##### ENTRIES #####
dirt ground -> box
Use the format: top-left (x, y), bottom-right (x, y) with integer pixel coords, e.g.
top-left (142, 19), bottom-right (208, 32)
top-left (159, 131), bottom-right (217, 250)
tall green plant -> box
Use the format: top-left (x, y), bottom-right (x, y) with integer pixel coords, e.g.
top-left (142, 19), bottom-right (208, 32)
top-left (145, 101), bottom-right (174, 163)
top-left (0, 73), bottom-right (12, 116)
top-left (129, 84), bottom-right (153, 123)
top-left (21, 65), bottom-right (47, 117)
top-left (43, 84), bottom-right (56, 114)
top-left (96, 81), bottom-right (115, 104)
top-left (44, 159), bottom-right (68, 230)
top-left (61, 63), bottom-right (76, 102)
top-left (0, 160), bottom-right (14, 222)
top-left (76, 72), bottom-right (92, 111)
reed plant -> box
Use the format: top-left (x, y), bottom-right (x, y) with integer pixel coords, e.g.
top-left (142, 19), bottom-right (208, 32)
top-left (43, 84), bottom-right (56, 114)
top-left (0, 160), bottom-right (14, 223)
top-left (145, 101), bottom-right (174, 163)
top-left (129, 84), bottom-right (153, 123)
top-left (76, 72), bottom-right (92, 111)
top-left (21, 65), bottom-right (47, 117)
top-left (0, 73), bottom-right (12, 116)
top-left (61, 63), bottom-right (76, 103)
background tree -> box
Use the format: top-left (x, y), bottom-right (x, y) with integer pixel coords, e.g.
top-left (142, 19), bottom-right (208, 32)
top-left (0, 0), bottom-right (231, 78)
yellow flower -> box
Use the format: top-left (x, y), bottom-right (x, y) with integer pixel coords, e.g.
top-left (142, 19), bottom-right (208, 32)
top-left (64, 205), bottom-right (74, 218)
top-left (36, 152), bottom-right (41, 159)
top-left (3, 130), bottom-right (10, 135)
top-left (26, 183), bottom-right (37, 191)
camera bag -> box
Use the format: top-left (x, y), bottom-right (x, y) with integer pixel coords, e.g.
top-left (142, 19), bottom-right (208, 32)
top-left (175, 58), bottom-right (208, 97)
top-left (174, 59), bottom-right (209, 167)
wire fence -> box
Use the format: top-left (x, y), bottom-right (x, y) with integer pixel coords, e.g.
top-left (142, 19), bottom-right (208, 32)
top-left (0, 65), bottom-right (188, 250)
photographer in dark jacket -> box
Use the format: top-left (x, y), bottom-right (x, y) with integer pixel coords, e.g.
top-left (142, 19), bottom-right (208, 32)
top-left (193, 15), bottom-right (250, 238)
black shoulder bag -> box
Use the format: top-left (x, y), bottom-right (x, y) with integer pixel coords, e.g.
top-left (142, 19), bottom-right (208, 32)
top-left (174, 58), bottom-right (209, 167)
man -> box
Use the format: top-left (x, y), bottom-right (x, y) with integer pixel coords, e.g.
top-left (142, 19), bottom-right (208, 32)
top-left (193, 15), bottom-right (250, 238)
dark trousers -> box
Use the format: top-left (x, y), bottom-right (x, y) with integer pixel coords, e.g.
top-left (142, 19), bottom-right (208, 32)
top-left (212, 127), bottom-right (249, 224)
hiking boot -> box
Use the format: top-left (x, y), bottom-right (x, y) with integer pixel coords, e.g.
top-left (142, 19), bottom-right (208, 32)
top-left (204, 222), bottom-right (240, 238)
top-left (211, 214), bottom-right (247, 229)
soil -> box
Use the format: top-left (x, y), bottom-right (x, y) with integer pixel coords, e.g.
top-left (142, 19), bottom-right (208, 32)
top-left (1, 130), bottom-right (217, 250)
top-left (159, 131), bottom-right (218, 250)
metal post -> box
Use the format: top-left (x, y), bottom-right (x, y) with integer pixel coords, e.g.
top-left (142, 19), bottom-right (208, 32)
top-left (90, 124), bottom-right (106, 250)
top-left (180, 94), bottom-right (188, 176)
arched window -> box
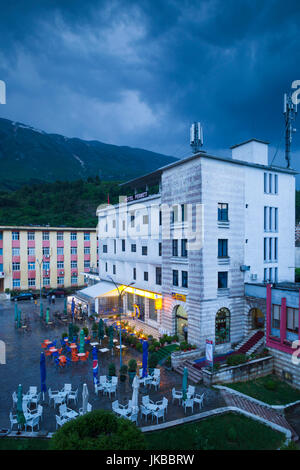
#####
TASK. Pull out every line of the rows above that contains the word "dark", and copy each one unchanged.

CORRECT RESULT.
photographer in dark jacket -> box
dark trousers -> box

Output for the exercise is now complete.